- _Texto de la página_
* * * * * * *
Por tercera vez en nuestra historia republicana, Costa Rica deberá realizar una segunda ronda electoral para escoger al presidente que nos gobernará durante los próximos cuatro años. Nuevamente, además, ningún partido político tendrá mayoría en la Asamblea Legislativa, donde estarán representadas siete fracciones. Esto obligará a un enorme esfuerzo de negociación y concertación por parte de quien resulte electo el 1.° de abril.
Si a lo anterior añadimos una campaña basada en generalizaciones sobre “valores” difusos y a menudo manipulados, simplificaciones argumentales, reticencias de los candidatos a tomar posiciones sobre los grandes temas nacionales, prejuicios exacerbados y el impulso de agendas estrechas –incluso de factura religiosa o populista— por parte de algunos, comprenderemos la complejidad y trascendencia de la etapa que viene; también, la enorme responsabilidad que tienen ante sí los dos competidores: Fabricio Alvarado, de Restauración Nacional (RN), y Carlos Alvarado, de Acción Ciudadana (PAC), y, por supuesto, los votantes, porque lo que ocurra dependerá, en última instancia, de nuestra decisión.
El resultado de la primera vuelta implicó el mayor revés en su historia para Liberación Nacional (PLN) y su candidato, Antonio Álvarez Desanti, que no logró ganar ninguna provincia y quedó en un modesto tercer lugar. El Movimiento Libertario se esfumó, al igual que otros pequeños partidos, y el Frente Amplio se redujo a su mínima expresión. La Unidad Socialcristiana, con Rodolfo Piza, diezmada por el Partido Republicano Social Cristiano, se ubicó en cuarto puesto, pero tiene a su favor una mejora en relación con su desempeño en el 2014. Integración Nacional (PIN) y Juan Diego Castro, que en algún momento de la campaña tomaron ímpetu basados en un mensaje punitivo activado por los escándalos del cemento y el sentido de inseguridad, se desinflaron al final. En esto incidieron sus gravísimos errores y la emergencia de un nuevo tema en la campaña: las implicaciones de la opinión consultiva de la Corte Interamericana de Derechos Humanos a favor del matrimonio entre personas del mismo sexo y la identidad de género.
Al darse en plena contienda electoral, esa opinión, que en otras circunstancias quizá se habría normalizado rápidamente desde el punto de vista jurídico y social, se convirtió en el gran eje final de la campaña. Fabricio Alvarado se apropió de él, afincado en el activismo de las Iglesias evangélicas y también legitimado por la posición de la jerarquía eclesiástica sobre este tema, la presunta “ideología de género” y las guías de educación sexual. Carlos Alvarado, por su parte, logró que su adhesión a una agenda social más liberal e inclusiva reactivara el entusiasmo de sectores generalmente más favorables al PAC, sobre todo personas urbanas, educadas y jóvenes. Así pudo sobreponerse, en parte, al peso negativo del desempeño gubernamental. Todo lo anterior fue recargado por el descontento de gran cantidad de ciudadanos hacia el PLN y el PUSC, por la debilidad de las identidades políticas, por la creciente dispersión de grupos sociales y por el debilitamiento del implícito “contrato” ciudadano que ha sido clave para nuestra cultura política a lo largo de décadas.
* * * * * * *
- _Las tareas_
A – Cita del texto sobre las elecciones el pasaje que va desde “Por tercera vez” hasta “1.° de abril.”.
B – ¿Concuerdan con el texto sobre las elecciones estas afirmaciones? Contesta sí o no a cada una y cita las palabras exactas que lo deciden: (i) Antonio Álvarez Desanti ganó al menos una provincia en la primera vuelta. (ii) En la Asamblea Legislativa estarán representadas siete fracciones. (iii) El entusiasmo que reactivó Carlos Alvarado provino sobre todo de personas rurales.

- _Registros_
* * * * * * *
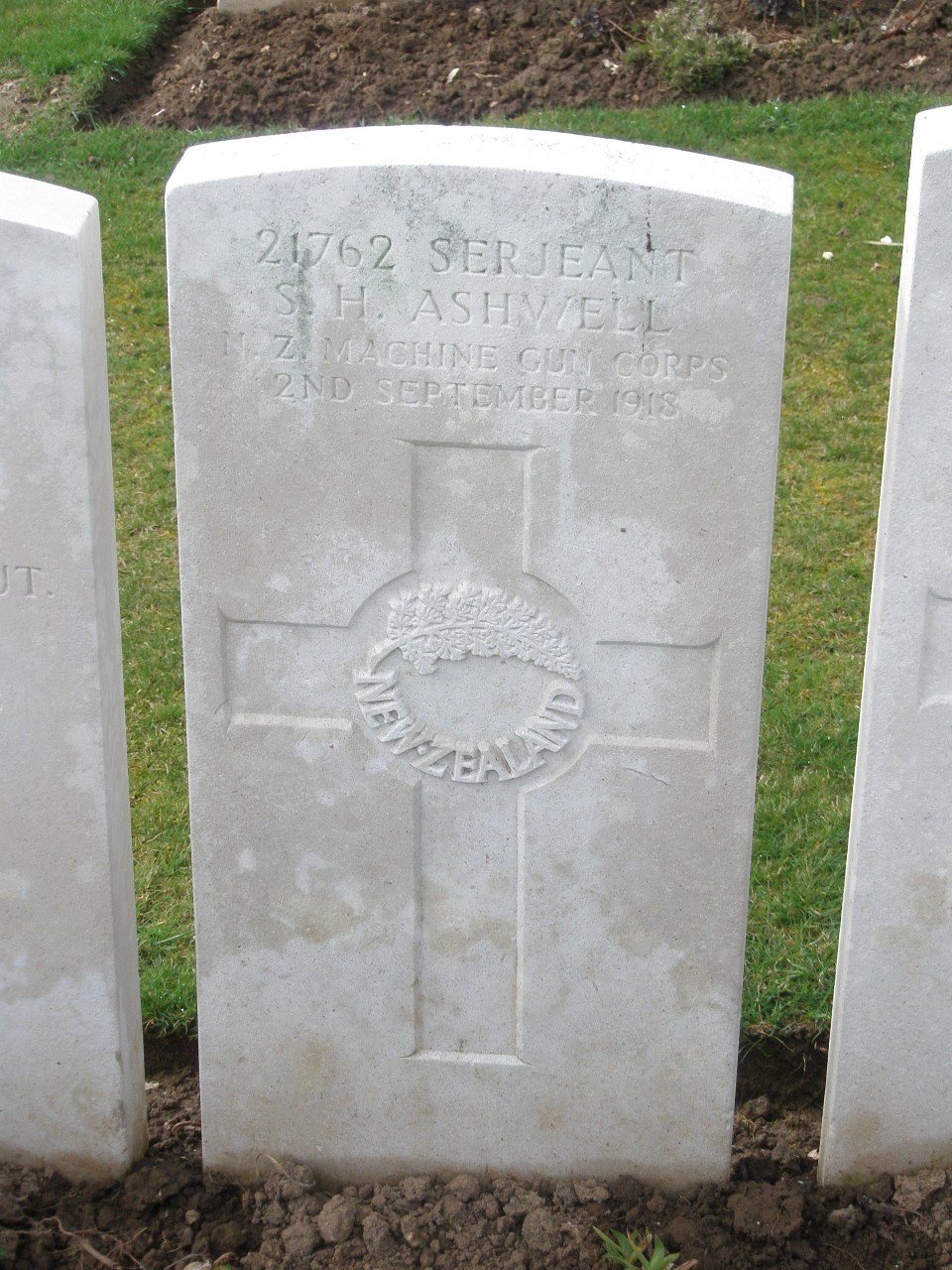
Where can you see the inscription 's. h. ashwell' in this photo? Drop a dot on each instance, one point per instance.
(475, 432)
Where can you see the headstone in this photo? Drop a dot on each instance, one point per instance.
(889, 1096)
(475, 439)
(71, 1082)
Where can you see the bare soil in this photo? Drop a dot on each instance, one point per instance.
(772, 1215)
(449, 62)
(445, 62)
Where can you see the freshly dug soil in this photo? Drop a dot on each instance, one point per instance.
(444, 62)
(449, 62)
(772, 1215)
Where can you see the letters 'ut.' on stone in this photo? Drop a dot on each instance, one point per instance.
(889, 1096)
(71, 1083)
(475, 441)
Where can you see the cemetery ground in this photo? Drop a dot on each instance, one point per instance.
(851, 162)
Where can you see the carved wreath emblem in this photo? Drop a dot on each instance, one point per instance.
(442, 622)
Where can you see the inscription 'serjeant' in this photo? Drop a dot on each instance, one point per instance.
(442, 622)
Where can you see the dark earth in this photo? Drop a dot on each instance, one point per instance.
(772, 1214)
(448, 63)
(440, 62)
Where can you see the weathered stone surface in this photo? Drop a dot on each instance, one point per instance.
(890, 1078)
(71, 1083)
(475, 443)
(240, 7)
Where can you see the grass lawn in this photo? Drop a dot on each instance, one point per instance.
(851, 163)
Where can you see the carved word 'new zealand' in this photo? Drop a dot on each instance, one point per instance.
(547, 730)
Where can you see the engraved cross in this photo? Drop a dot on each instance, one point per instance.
(479, 717)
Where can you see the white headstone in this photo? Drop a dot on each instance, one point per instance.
(475, 437)
(889, 1097)
(71, 1083)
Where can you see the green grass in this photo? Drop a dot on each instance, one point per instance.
(851, 163)
(85, 40)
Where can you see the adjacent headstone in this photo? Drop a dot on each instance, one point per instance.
(71, 1083)
(475, 439)
(889, 1100)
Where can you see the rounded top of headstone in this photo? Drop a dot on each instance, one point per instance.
(500, 149)
(48, 207)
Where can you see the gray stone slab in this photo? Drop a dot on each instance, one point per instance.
(241, 7)
(475, 441)
(889, 1097)
(71, 1083)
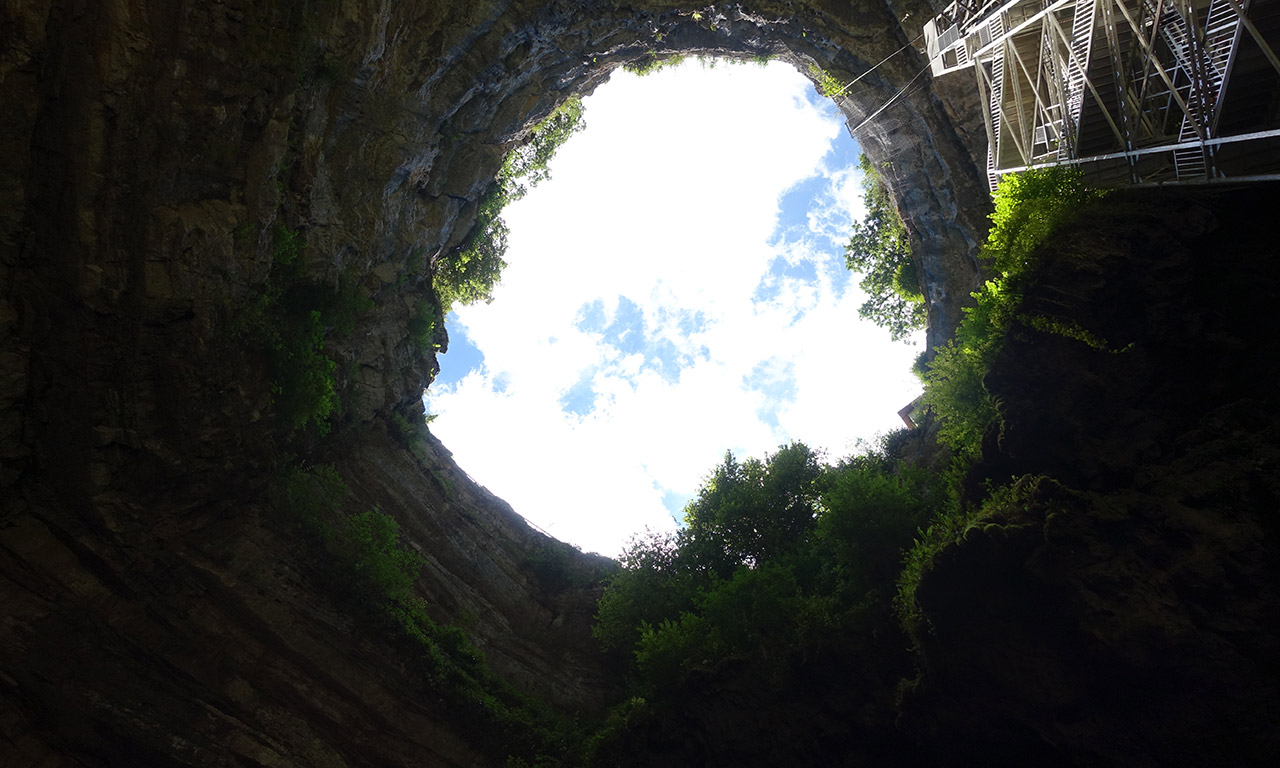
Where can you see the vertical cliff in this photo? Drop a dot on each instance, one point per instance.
(218, 223)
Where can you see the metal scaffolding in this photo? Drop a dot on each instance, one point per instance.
(1134, 91)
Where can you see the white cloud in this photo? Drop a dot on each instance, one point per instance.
(670, 200)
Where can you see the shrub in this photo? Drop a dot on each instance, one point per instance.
(1029, 206)
(470, 273)
(881, 251)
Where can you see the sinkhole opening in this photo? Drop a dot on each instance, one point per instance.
(677, 288)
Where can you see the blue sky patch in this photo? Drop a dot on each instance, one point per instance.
(579, 400)
(461, 359)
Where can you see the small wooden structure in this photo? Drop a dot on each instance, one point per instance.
(1134, 91)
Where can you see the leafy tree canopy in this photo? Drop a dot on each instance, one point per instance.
(470, 273)
(881, 251)
(773, 551)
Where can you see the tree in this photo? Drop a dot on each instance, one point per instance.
(881, 251)
(470, 273)
(752, 512)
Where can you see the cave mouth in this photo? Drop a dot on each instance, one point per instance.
(676, 289)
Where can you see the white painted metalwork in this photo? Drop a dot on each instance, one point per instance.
(1138, 91)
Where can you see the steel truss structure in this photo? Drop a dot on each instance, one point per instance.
(1136, 91)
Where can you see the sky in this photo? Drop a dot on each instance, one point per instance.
(675, 291)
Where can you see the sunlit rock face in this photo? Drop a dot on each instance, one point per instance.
(150, 155)
(1127, 611)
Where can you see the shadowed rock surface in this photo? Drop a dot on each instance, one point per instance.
(158, 611)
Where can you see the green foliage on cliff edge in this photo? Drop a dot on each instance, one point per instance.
(881, 252)
(777, 556)
(1029, 206)
(470, 273)
(1028, 209)
(291, 319)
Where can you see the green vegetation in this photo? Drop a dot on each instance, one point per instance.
(289, 320)
(470, 273)
(776, 556)
(827, 85)
(364, 560)
(785, 558)
(880, 250)
(1029, 206)
(650, 63)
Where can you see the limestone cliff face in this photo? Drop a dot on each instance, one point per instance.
(1127, 612)
(150, 155)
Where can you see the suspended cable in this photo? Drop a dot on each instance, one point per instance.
(877, 67)
(890, 103)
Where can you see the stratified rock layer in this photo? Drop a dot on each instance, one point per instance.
(1128, 611)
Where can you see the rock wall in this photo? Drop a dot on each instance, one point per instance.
(1127, 611)
(151, 154)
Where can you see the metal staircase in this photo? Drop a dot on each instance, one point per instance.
(1082, 44)
(1206, 65)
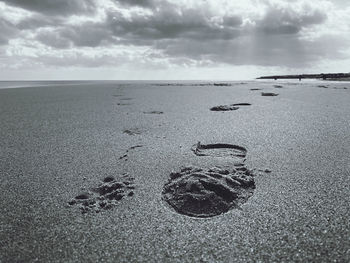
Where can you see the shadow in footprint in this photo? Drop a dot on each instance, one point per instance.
(219, 150)
(107, 195)
(204, 193)
(125, 156)
(153, 112)
(269, 94)
(134, 131)
(229, 107)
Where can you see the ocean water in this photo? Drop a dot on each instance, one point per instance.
(58, 83)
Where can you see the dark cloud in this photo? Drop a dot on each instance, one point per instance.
(179, 33)
(172, 23)
(288, 21)
(142, 3)
(54, 7)
(7, 31)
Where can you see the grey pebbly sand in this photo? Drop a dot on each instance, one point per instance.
(59, 141)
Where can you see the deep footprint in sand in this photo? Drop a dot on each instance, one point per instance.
(104, 197)
(268, 94)
(231, 107)
(219, 150)
(203, 193)
(132, 132)
(153, 112)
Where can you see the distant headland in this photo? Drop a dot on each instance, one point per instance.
(327, 76)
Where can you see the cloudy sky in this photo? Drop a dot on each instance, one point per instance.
(172, 39)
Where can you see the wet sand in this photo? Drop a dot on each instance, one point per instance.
(63, 145)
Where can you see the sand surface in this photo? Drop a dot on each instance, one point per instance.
(60, 141)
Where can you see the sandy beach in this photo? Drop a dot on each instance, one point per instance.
(63, 145)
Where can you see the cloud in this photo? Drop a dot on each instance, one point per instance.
(7, 30)
(292, 33)
(286, 20)
(142, 3)
(54, 7)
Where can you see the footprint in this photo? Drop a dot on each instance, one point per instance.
(125, 156)
(134, 131)
(269, 94)
(224, 108)
(153, 112)
(204, 193)
(219, 150)
(229, 107)
(107, 195)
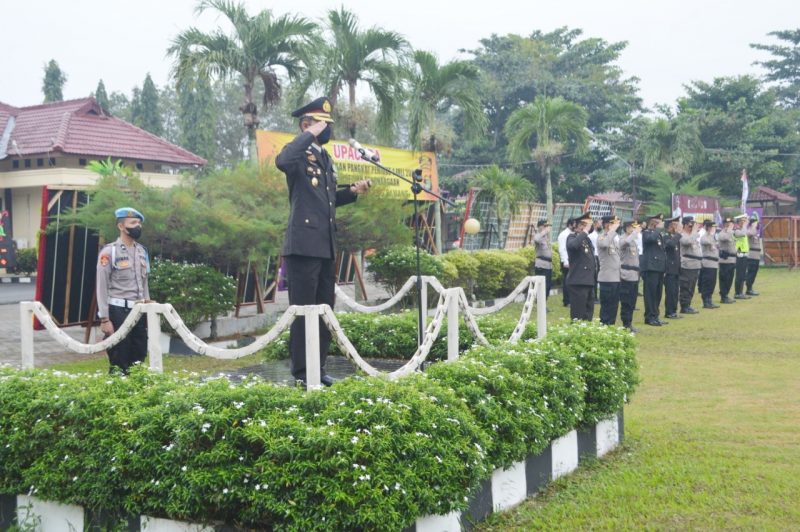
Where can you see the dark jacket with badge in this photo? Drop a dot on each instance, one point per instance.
(653, 258)
(582, 264)
(672, 249)
(313, 198)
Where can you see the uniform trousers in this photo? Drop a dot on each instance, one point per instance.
(688, 286)
(752, 271)
(132, 348)
(628, 290)
(726, 271)
(653, 286)
(708, 281)
(312, 281)
(741, 274)
(581, 302)
(671, 291)
(564, 291)
(609, 302)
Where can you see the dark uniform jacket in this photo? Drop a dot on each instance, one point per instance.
(672, 248)
(653, 258)
(582, 264)
(312, 217)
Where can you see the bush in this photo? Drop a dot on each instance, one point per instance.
(27, 260)
(197, 292)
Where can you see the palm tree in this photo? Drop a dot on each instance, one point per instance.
(435, 88)
(258, 46)
(369, 56)
(505, 191)
(552, 125)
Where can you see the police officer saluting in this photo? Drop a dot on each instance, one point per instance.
(652, 265)
(122, 269)
(543, 265)
(309, 246)
(581, 276)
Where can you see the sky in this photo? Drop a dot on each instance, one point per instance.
(670, 43)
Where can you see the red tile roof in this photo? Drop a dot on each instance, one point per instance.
(763, 193)
(80, 127)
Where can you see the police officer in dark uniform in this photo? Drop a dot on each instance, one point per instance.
(653, 264)
(122, 269)
(309, 246)
(582, 270)
(672, 249)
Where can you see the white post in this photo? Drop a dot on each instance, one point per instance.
(452, 324)
(313, 376)
(26, 333)
(541, 307)
(154, 339)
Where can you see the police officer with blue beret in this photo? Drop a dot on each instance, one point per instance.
(122, 269)
(309, 246)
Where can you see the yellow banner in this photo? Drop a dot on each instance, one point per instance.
(351, 168)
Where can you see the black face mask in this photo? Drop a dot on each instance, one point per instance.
(134, 232)
(325, 136)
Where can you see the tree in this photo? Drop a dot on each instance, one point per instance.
(433, 89)
(505, 191)
(370, 56)
(784, 68)
(101, 97)
(257, 47)
(53, 83)
(148, 115)
(544, 130)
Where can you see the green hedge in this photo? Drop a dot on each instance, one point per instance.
(366, 454)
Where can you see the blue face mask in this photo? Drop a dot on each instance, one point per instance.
(325, 136)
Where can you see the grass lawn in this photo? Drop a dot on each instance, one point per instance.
(712, 434)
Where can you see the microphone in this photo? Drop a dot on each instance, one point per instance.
(366, 153)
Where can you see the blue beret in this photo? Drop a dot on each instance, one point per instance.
(128, 212)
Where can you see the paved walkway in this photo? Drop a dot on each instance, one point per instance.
(48, 352)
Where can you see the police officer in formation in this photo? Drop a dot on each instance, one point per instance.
(727, 260)
(309, 246)
(629, 273)
(543, 265)
(710, 265)
(582, 268)
(652, 266)
(672, 248)
(691, 262)
(122, 269)
(609, 275)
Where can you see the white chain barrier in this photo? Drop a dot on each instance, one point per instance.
(451, 301)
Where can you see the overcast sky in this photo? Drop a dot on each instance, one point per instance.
(670, 43)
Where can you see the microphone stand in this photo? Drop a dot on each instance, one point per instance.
(416, 188)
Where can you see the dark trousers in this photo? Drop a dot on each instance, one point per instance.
(741, 274)
(548, 276)
(671, 291)
(609, 302)
(628, 290)
(726, 272)
(752, 271)
(708, 281)
(132, 348)
(312, 281)
(653, 286)
(581, 302)
(688, 286)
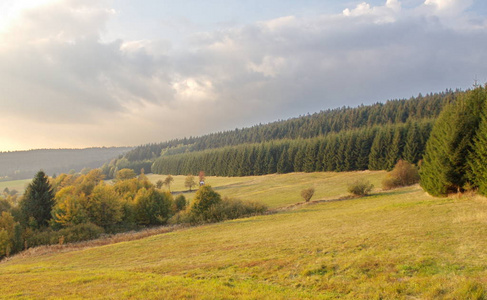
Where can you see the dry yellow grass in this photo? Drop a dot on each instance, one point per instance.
(399, 244)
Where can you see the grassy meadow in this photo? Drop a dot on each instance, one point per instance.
(278, 190)
(399, 244)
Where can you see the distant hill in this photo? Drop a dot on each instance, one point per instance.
(24, 164)
(370, 137)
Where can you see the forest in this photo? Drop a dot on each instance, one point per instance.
(341, 139)
(449, 150)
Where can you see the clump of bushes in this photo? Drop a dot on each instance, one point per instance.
(403, 174)
(360, 187)
(76, 233)
(209, 207)
(307, 194)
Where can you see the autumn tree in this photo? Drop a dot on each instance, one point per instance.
(159, 183)
(153, 207)
(38, 201)
(189, 182)
(307, 194)
(124, 174)
(168, 181)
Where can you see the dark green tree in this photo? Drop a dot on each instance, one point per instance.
(38, 200)
(204, 199)
(445, 167)
(412, 144)
(478, 157)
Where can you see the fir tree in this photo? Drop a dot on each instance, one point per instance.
(478, 157)
(38, 200)
(445, 166)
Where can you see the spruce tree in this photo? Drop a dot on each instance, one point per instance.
(478, 157)
(445, 165)
(412, 145)
(38, 200)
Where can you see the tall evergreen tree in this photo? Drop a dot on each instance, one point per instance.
(412, 144)
(38, 200)
(478, 157)
(445, 167)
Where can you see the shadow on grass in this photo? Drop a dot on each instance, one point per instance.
(233, 185)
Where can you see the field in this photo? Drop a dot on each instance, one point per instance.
(400, 244)
(18, 185)
(279, 190)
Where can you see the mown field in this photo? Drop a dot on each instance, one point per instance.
(278, 190)
(400, 244)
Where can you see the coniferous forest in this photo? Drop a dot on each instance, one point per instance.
(344, 139)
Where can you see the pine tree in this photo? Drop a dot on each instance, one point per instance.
(38, 200)
(445, 166)
(412, 144)
(478, 157)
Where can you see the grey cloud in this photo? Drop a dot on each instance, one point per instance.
(238, 76)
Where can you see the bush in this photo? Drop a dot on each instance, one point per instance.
(226, 209)
(180, 203)
(403, 174)
(360, 187)
(72, 234)
(307, 194)
(205, 198)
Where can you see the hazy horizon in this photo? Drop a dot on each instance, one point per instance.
(82, 74)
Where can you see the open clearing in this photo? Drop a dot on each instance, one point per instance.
(400, 244)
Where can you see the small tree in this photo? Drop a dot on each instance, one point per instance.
(38, 200)
(403, 174)
(201, 177)
(360, 187)
(167, 182)
(180, 203)
(159, 183)
(125, 174)
(189, 182)
(204, 199)
(307, 194)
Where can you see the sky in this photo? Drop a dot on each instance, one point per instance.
(92, 73)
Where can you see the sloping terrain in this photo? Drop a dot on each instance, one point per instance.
(400, 244)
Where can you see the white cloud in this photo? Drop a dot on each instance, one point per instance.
(60, 77)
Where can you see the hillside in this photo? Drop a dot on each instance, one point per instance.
(399, 244)
(24, 164)
(343, 139)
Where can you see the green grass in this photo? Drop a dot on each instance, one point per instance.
(399, 244)
(280, 190)
(18, 185)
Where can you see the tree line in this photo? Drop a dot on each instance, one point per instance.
(79, 207)
(373, 148)
(305, 127)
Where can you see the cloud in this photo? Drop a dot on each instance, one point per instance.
(77, 89)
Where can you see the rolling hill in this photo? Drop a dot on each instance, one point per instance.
(399, 244)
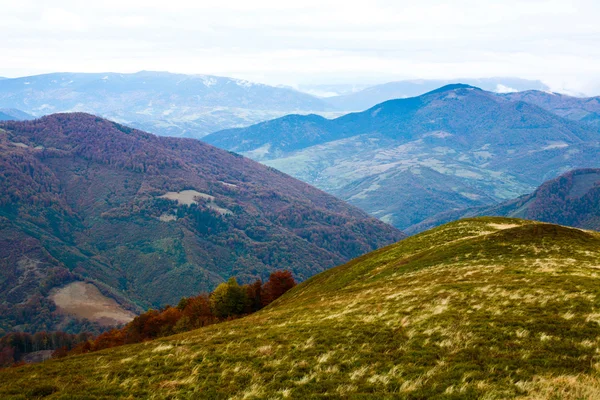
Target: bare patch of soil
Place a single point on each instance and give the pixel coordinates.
(84, 300)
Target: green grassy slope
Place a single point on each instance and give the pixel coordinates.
(479, 308)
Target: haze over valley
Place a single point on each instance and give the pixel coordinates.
(276, 200)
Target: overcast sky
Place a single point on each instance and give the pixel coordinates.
(308, 41)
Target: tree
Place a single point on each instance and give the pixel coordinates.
(228, 299)
(279, 282)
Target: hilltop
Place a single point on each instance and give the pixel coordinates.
(479, 308)
(572, 199)
(146, 220)
(406, 160)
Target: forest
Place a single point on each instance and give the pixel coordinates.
(228, 301)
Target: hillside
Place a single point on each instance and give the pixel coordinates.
(484, 308)
(406, 160)
(160, 102)
(149, 219)
(370, 96)
(12, 114)
(572, 199)
(586, 110)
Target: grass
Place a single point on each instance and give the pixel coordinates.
(487, 308)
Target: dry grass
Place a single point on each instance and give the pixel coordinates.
(463, 311)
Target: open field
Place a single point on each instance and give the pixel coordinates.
(486, 308)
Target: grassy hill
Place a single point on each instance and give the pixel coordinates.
(480, 308)
(150, 219)
(572, 199)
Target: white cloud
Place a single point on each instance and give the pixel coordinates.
(309, 41)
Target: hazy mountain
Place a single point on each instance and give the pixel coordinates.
(571, 199)
(165, 103)
(332, 90)
(370, 96)
(586, 110)
(149, 219)
(408, 159)
(477, 309)
(12, 114)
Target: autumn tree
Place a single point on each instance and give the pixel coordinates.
(228, 299)
(279, 282)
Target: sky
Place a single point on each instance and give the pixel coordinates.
(308, 41)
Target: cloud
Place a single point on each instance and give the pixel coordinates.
(310, 41)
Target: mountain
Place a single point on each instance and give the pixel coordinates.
(586, 110)
(164, 103)
(406, 160)
(572, 199)
(367, 98)
(486, 308)
(12, 114)
(146, 220)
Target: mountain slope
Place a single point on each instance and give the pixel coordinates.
(12, 114)
(485, 308)
(586, 110)
(150, 219)
(572, 199)
(466, 146)
(370, 96)
(164, 103)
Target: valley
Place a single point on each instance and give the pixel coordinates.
(406, 160)
(488, 307)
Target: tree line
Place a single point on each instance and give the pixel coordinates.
(228, 301)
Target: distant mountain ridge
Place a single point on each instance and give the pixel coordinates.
(406, 160)
(149, 219)
(572, 199)
(8, 114)
(368, 97)
(165, 103)
(585, 110)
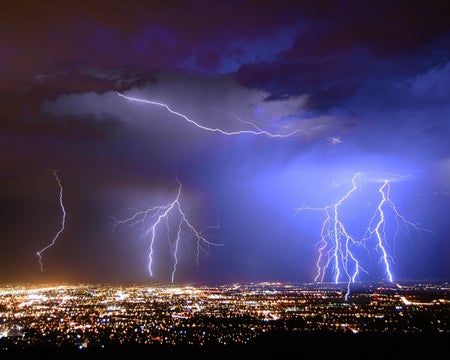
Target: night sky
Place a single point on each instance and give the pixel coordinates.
(261, 113)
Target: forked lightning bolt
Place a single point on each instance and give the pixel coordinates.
(338, 250)
(155, 217)
(63, 221)
(257, 130)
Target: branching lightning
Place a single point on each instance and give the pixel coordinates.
(63, 221)
(257, 130)
(339, 251)
(153, 219)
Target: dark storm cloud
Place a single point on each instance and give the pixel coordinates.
(366, 83)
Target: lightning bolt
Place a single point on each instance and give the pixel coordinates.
(63, 221)
(338, 249)
(257, 130)
(157, 217)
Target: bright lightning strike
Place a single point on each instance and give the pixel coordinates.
(257, 130)
(339, 251)
(154, 218)
(63, 221)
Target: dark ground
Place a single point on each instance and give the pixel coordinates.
(344, 346)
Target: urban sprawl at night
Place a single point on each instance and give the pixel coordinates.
(88, 316)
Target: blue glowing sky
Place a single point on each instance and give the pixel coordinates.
(257, 109)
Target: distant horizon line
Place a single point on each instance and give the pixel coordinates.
(219, 284)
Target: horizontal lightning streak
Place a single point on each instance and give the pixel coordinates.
(258, 131)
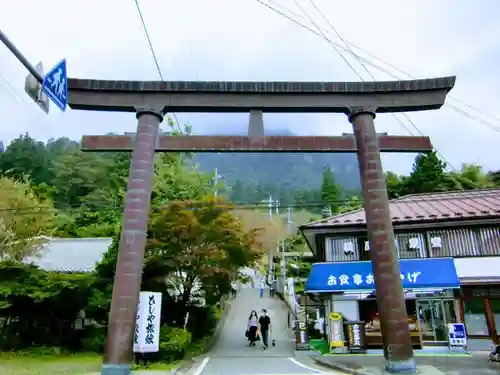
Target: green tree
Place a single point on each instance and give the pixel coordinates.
* * * * * * *
- _Respuestas por tarea_
A –
Por tercera vez en nuestra historia republicana, Costa Rica deberá realizar una segunda ronda electoral para escoger al presidente que nos gobernará durante los próximos cuatro años. Nuevamente, además, ningún partido político tendrá mayoría en la Asamblea Legislativa, donde estarán representadas siete fracciones. Esto obligará a un enorme esfuerzo de negociación y concertación por parte de quien resulte electo el 1.° de abril.

B – (i) No: «no logró ganar ninguna provincia». (ii) Sí: «donde estarán representadas siete fracciones». (iii) No: «sobre todo personas urbanas, educadas y jóvenes».